[Image-grounded pointing data]
-- Opening Marker --
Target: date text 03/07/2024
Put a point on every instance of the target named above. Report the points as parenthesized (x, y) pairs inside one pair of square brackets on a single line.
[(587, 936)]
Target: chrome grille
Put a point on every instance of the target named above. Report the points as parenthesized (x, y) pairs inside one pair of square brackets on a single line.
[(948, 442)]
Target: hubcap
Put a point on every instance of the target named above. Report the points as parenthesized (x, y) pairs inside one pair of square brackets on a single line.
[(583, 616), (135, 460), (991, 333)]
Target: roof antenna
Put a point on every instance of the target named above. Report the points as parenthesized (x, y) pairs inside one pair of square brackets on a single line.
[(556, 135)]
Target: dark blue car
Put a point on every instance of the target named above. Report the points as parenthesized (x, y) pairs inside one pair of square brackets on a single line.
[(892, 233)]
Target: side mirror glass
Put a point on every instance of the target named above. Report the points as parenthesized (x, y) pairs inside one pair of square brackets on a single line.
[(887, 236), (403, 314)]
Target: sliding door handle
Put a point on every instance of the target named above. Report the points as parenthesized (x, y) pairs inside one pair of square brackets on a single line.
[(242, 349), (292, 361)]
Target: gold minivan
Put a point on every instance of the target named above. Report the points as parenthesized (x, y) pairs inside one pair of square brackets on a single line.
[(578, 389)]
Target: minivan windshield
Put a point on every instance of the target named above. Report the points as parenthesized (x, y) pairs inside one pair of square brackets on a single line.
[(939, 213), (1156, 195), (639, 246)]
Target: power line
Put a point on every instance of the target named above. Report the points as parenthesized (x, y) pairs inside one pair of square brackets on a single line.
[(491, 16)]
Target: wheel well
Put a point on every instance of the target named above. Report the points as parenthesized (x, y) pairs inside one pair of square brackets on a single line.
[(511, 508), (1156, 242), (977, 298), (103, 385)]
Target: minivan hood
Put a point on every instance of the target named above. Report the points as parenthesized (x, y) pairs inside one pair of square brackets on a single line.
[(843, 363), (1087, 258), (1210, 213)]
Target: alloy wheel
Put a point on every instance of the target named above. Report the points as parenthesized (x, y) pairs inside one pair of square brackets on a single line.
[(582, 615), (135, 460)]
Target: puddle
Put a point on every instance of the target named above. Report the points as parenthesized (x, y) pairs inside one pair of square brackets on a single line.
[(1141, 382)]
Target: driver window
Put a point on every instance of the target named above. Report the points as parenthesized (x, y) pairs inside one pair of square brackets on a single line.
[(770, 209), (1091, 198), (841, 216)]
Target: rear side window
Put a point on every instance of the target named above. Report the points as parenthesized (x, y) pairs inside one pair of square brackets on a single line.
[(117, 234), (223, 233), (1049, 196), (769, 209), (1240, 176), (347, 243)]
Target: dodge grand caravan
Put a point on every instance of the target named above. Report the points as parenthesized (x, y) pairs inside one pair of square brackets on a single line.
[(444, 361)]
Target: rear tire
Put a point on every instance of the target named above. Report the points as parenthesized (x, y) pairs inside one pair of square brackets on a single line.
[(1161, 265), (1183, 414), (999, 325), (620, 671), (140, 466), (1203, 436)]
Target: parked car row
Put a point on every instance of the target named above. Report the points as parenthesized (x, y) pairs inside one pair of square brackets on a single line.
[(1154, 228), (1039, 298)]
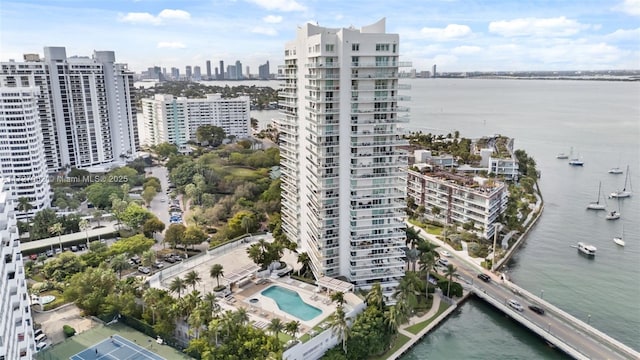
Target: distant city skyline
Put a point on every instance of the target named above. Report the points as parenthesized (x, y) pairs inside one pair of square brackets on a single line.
[(456, 35)]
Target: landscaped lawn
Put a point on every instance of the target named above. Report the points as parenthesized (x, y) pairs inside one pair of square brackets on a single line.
[(416, 328)]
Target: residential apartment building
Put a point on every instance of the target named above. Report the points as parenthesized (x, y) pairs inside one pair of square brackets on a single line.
[(86, 106), (458, 198), (343, 174), (176, 119), (16, 327), (23, 164)]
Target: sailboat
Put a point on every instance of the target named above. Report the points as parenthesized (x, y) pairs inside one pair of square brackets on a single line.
[(575, 161), (624, 193), (619, 240), (596, 204)]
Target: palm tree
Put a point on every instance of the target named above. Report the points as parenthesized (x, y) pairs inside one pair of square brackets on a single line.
[(119, 263), (215, 272), (451, 271), (192, 278), (276, 326), (57, 229), (305, 261), (338, 298), (84, 225), (374, 296), (177, 286), (292, 328), (339, 324)]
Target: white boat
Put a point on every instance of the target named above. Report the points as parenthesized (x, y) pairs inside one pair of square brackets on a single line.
[(625, 192), (620, 239), (614, 215), (589, 250), (596, 204)]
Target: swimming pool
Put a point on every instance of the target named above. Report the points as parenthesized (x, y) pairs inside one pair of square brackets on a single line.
[(290, 302)]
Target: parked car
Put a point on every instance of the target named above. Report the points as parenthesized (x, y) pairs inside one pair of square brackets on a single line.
[(536, 309), (515, 305)]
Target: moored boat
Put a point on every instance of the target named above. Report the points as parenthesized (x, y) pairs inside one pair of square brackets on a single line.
[(589, 250)]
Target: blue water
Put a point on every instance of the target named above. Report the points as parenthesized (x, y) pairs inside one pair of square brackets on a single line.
[(290, 302)]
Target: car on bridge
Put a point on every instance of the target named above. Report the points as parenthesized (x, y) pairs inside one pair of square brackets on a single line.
[(515, 305), (536, 309)]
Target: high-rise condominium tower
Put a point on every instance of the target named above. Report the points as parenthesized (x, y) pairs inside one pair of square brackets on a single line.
[(86, 106), (343, 185), (16, 328), (23, 164)]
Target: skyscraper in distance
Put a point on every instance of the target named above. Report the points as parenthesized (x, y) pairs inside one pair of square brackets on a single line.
[(343, 180)]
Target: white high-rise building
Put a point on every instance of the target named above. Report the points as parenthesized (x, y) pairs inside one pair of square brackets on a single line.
[(22, 158), (343, 172), (86, 106), (176, 120), (16, 328)]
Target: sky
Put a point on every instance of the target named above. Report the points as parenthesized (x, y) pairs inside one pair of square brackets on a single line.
[(457, 35)]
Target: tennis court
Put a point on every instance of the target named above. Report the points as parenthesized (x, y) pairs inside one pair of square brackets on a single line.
[(116, 348)]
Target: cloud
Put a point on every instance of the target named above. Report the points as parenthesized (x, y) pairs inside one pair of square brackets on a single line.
[(281, 5), (264, 31), (450, 32), (558, 26), (272, 19), (171, 45), (147, 18), (630, 7), (466, 50)]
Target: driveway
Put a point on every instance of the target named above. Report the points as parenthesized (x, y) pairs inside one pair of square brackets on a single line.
[(53, 320)]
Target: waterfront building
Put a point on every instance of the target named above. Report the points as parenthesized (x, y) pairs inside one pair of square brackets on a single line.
[(23, 165), (16, 326), (86, 106), (458, 198), (343, 172), (176, 119)]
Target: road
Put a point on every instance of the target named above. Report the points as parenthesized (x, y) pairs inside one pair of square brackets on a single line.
[(550, 322)]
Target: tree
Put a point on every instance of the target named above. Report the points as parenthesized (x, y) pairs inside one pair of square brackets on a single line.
[(305, 261), (292, 328), (275, 326), (339, 324), (193, 235), (152, 226), (338, 298), (215, 272), (192, 278), (451, 271), (119, 263), (57, 229), (174, 235), (85, 226), (177, 285)]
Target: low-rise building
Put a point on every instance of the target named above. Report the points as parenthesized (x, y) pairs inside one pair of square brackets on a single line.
[(458, 198)]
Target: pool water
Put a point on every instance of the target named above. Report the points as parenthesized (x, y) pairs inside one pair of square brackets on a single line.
[(290, 302)]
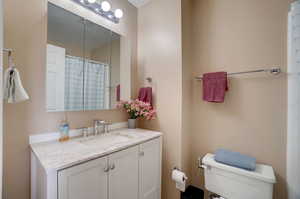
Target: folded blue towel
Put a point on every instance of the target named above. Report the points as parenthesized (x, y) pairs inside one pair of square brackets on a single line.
[(235, 159)]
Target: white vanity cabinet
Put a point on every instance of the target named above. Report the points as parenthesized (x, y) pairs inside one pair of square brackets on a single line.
[(131, 173), (87, 180)]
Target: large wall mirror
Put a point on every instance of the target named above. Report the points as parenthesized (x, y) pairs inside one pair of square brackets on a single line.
[(83, 63)]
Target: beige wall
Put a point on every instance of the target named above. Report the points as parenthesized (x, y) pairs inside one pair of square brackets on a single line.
[(159, 57), (25, 32), (236, 36)]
-- Closing Marker --
◆ **Instructions to follow**:
Could you retype exactly the lines above, starting at the line that contains "Target: cloud" and ending at the line that contains "Target: low-rise building", and nothing more?

◆ **Response**:
Target: cloud
Put a point on every instance of the target named above. Report the points as parenthesized (x, y) pairs inside one pair of square brackets on a single line.
[(281, 5), (264, 31), (450, 32), (558, 26), (272, 19), (171, 45), (147, 18), (630, 7), (466, 50)]
Target: driveway
Put a point on every instance of the target named above. Report the points as parenthesized (x, y) pairs inside one pair of square brackets on a single line.
[(53, 320)]
Target: waterfront building
Put a point on every instance of the target named above. Report the points as parenthesized (x, y) pairs inside one pair of square brackets on a single line.
[(23, 165), (16, 326), (86, 106), (458, 198), (343, 172), (176, 119)]
Target: road
Put a point on every instance of the target named above. Report the points as parenthesized (x, y) pairs inside one pair of square brackets on a single line.
[(550, 322)]
Target: tree
Put a point on every instance of the target named above. Report the points as parenthesized (x, y) pairs inside one pair of square brackets on a single line.
[(305, 261), (292, 328), (275, 326), (339, 324), (193, 235), (152, 226), (338, 298), (215, 272), (192, 278), (451, 271), (119, 263), (57, 229), (174, 235), (85, 226), (177, 285)]
Target: low-rise building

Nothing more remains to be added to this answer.